DOCUMENT EXCERPT:
Behind the scenes at the supermarket, giant battles are being waged: Meat producers are suing to have the words “meat” and “burger” restricted to their own products. Makers of meat alternatives like Beyond Meat and Impossible Foods are vying to capture the global fast-food market, as big players like Tyson and Perdue join the fray. Environmental and food scientists are insisting that we eat more plants and less processed food. Many vegetarians and vegans say the goal is to break the habit of eating meat, not feed it with surrogates.
“I would still prefer to eat something that’s not lab-grown,” said Isa Chandra Moskowitz, the chef at the vegan restaurant Modern Love in Omaha, where her own burger is the most popular dish on the menu. “But it’s better for people and for the planet to eat one of those burgers instead of meat every day, if that’s what they are going to do anyway.”
The new refrigerator-case “meat” products already comprise one of the fastest-growing segments of the food industry.
Some are proudly high-tech, assembled from an array of starches, fats, salts, sweeteners and synthetic umami-rich proteins. They are made possible by new technologies that, for example, whip coconut oil and cocoa butter into tiny globules of white fat that give the Beyond Burger the marbled appearance of ground beef.
Others are resolutely simple, based on whole grains and vegetables, and reverse-engineered with ingredients like yeast extract and barley malt to be crustier, browner and juicier than their frozen veggie-burger predecessors. (Some consumers are turning away from those familiar products, not only because of the taste, but because they are most often made with highly processed ingredients.)
But how do all the newcomers perform at the table?
The Times restaurant critic Pete Wells, our cooking columnist Melissa Clark and I lined up both kinds of new vegan burgers for a blind tasting of six national brands. Though many people have already tasted these burgers in restaurants, we wanted to replicate the experience of a home cook. (To that end, Melissa and I roped in our daughters: my 12-year-old vegetarian and her 11-year-old burger aficionado.)

COLLECTED DATA:
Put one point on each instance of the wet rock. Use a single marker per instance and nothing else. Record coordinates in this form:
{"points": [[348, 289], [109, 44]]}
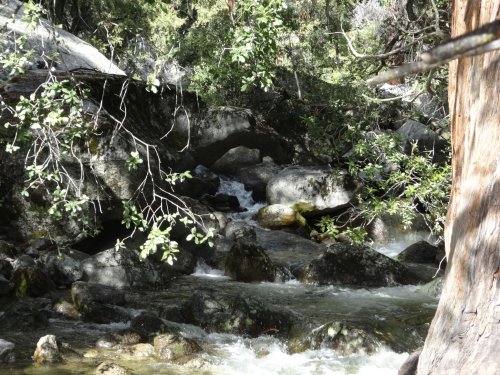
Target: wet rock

EXERCISE TASKS:
1. Restate word for word the part of the meat-alternatives excerpt between "The new refrigerator-case" and "of ground beef.", inclusive.
2. In the meat-alternatives excerpt, which vegan restaurant has Isa Chandra Moskowitz as chef, and in what city is it?
The listing is separate material with no tie to the meat-alternatives excerpt.

REPLIES:
1.
The new refrigerator-case “meat” products already comprise one of the fastest-growing segments of the food industry.
Some are proudly high-tech, assembled from an array of starches, fats, salts, sweeteners and synthetic umami-rich proteins. They are made possible by new technologies that, for example, whip coconut oil and cocoa butter into tiny globules of white fat that give the Beyond Burger the marbled appearance of ground beef.

2. Modern Love, in Omaha.